Document excerpt:
Juan: Why now and why the public sector, specifically?
Gene: Well, I’ve been involved with search and rescue for almost 30 years of which the last 13 have been using drones and I’ve seen a dramatic increase in the adoption of the technology but not a similar enthusiasm for the safety aspects of the flight per se. In other words, Public Safety is my area of expertise and I see more and more agencies throughout the world adopting drones to enhance their day-to-day operations but I haven’t seen a systematic effort to add the UAV machine to their workflows with “aviation safety” in mind.
Juan: Do you mean applying “manned aviation” safety practices to unmanned aircraft?
Gene: Exactly! Manned aviation is the safest mean of transportation available today and the only reason for this amazing safety record is that flight departments enforce very strict Safety Management Systems or SMS’s to make sure their air operations are conducted under a strict protocol of processes and procedures. What motivated me to write the article was the prevalence of the ‘Toy’ mentality amongst certain users who don’t understand that when they’re pilot in command, it’s irrelevant if they’re inside the aircraft or not; they still have a fiduciary responsibility with the people on the ground.
Juan: I had a similar experience in my field of expertise, which is land surveying and mapping, when I noticed that surveyors were now using drones but didn’t understand or embrace the awesome responsibility to be in a position to cause harm to someone on the ground. At the time I called it the ‘transit’ mentality. When you take off, you are no longer a surveyor but a pilot.

Data extract:
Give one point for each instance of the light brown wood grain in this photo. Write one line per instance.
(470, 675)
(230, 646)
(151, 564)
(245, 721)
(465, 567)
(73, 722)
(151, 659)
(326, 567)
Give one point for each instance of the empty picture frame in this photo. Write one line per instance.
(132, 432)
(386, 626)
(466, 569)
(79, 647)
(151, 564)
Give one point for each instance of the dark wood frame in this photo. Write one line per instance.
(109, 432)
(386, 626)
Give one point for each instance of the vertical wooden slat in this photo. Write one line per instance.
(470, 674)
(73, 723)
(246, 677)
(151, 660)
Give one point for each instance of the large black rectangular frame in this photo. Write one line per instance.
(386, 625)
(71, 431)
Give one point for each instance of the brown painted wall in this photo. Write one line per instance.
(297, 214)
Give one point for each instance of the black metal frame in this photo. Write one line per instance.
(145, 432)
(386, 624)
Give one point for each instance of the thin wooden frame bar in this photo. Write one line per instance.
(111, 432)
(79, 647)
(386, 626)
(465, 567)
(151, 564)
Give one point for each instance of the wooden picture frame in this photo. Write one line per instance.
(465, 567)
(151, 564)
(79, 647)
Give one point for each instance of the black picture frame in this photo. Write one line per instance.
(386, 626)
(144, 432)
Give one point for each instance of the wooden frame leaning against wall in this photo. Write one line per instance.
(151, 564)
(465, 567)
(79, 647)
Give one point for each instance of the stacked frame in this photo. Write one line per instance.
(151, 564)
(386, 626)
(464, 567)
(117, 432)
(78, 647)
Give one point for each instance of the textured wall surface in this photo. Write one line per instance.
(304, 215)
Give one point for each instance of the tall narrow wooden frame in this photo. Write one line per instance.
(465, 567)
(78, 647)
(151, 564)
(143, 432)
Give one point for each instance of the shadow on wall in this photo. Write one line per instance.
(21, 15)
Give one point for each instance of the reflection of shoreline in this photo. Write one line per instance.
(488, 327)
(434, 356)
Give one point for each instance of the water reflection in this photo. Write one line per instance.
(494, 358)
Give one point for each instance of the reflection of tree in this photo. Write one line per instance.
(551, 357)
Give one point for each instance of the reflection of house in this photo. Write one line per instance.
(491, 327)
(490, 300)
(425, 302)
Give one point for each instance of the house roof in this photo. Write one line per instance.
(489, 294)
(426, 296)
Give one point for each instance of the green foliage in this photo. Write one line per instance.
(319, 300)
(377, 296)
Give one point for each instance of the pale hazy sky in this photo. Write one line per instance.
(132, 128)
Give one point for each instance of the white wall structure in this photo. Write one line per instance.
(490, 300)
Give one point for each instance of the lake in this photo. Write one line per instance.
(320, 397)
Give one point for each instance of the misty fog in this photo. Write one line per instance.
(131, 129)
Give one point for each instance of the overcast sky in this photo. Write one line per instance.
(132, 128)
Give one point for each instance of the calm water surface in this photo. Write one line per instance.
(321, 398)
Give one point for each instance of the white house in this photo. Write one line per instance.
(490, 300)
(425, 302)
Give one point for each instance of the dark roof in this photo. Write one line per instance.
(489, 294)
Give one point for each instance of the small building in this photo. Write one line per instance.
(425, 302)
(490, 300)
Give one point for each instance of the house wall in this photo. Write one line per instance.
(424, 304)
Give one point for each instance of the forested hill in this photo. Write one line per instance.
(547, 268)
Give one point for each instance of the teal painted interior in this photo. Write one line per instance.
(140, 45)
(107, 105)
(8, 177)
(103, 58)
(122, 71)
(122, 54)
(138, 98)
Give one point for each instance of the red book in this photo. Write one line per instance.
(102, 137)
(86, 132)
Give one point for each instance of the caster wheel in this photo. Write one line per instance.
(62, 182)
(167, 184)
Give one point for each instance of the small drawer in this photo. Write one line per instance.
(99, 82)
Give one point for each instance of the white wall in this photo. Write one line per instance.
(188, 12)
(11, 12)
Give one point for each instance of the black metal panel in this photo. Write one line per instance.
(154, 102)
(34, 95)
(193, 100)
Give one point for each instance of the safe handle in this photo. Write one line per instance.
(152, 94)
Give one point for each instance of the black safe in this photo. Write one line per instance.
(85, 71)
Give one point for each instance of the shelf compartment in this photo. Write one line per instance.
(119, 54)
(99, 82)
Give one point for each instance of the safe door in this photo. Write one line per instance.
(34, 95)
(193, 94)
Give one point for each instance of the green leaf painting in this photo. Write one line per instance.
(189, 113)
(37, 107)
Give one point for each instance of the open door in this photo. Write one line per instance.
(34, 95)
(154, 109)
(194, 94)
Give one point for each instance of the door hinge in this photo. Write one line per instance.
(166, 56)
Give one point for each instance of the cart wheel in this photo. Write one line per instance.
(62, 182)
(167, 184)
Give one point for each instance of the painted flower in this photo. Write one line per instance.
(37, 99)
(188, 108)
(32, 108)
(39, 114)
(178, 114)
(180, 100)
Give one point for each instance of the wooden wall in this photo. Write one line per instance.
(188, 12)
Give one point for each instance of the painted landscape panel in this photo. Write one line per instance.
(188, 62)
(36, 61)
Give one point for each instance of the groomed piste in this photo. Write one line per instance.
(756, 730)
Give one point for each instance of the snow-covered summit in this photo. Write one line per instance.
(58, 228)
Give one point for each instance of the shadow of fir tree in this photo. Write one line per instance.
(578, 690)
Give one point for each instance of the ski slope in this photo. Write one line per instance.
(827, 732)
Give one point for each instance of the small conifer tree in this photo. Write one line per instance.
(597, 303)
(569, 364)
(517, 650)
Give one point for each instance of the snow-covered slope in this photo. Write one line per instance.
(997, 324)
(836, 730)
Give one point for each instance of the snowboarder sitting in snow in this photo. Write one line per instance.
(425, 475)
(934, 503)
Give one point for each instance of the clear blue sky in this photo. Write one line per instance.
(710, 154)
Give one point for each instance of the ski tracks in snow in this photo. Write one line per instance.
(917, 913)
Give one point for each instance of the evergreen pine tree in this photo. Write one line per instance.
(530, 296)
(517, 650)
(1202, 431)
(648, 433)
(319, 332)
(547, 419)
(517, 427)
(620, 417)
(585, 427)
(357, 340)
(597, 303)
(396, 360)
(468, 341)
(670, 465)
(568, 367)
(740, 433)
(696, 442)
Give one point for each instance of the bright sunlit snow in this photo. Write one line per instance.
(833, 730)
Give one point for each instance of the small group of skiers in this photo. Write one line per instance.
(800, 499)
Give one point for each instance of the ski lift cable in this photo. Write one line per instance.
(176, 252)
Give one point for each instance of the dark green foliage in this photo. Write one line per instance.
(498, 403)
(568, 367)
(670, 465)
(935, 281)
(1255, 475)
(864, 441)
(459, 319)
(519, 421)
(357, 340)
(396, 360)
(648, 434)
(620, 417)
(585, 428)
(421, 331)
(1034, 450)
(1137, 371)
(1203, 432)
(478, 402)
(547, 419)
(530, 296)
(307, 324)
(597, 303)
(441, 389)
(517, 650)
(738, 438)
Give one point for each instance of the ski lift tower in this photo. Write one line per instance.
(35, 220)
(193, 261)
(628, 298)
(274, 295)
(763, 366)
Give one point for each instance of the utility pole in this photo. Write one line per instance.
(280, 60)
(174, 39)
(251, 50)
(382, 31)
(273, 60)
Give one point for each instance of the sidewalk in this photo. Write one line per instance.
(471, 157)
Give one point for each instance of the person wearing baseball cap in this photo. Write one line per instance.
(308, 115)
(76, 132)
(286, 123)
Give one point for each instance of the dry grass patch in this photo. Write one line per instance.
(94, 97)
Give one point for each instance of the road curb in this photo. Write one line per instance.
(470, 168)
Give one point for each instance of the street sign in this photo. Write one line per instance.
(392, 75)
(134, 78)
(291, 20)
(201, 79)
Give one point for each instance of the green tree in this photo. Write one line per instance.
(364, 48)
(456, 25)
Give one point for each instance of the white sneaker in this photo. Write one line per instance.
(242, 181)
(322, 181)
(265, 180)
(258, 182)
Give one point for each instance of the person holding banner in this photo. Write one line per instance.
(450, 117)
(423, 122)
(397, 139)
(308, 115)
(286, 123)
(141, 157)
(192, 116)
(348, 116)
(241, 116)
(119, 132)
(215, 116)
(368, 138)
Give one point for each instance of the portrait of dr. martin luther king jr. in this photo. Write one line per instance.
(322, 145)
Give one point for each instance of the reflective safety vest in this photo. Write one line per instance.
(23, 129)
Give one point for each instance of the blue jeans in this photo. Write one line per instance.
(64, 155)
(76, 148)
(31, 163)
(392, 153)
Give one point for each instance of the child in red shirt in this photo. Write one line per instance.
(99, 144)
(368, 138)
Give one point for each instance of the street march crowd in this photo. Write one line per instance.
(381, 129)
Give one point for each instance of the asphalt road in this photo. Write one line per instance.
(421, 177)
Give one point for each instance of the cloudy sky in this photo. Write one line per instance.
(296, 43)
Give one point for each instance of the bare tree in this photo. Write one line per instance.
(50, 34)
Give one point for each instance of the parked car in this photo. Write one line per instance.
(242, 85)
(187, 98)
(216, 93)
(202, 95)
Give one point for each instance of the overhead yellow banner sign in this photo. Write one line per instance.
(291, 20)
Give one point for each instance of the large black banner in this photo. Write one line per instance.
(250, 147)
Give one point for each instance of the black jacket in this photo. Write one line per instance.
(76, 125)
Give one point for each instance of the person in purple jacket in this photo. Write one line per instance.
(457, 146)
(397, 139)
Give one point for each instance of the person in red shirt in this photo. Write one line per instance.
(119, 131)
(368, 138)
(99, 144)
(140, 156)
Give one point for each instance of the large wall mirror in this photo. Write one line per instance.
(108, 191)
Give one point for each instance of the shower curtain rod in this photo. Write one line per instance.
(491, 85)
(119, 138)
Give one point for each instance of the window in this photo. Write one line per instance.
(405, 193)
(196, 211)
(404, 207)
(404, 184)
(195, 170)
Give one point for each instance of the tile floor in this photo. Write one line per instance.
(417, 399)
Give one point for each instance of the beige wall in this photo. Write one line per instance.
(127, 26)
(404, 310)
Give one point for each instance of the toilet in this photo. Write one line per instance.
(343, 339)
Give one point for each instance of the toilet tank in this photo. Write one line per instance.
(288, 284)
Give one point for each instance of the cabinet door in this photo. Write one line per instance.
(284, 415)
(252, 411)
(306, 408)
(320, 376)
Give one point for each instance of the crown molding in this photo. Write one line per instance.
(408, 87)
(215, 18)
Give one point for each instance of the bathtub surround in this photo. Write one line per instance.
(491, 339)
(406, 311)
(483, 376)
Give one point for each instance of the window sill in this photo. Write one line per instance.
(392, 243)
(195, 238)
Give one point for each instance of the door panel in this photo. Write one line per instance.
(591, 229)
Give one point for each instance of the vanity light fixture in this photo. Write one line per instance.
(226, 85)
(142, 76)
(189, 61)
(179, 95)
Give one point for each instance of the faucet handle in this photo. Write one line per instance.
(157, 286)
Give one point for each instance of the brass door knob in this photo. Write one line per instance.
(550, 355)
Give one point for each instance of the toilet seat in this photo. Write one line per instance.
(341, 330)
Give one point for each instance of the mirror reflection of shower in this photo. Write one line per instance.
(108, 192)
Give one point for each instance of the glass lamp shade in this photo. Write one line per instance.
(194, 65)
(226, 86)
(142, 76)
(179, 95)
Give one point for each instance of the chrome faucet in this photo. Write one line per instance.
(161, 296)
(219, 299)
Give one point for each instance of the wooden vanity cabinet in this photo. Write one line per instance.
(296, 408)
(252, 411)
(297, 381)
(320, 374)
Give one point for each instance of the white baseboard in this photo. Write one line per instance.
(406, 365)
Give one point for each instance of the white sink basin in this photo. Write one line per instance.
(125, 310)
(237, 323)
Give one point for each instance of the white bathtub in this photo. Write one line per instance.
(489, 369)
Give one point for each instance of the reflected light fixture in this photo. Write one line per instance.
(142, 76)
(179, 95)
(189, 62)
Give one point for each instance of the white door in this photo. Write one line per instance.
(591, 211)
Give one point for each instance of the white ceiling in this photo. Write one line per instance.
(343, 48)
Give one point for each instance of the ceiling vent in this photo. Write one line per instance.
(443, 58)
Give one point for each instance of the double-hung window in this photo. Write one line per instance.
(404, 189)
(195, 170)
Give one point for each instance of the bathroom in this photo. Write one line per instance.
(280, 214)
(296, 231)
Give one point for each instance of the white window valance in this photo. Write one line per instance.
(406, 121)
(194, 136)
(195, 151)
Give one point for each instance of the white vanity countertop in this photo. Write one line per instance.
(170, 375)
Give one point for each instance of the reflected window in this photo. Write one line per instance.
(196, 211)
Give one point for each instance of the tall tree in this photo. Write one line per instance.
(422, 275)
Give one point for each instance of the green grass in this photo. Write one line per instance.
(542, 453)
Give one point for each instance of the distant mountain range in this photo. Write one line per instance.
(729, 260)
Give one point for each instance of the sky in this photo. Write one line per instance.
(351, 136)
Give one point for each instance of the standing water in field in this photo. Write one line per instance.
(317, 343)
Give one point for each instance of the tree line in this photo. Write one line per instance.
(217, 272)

Set exercise:
In the drone safety interview, what name did Juan give to the attitude he noticed among surveyors using drones? The material plays no part in this exercise.

Solution to the problem:
He called it the "transit" mentality.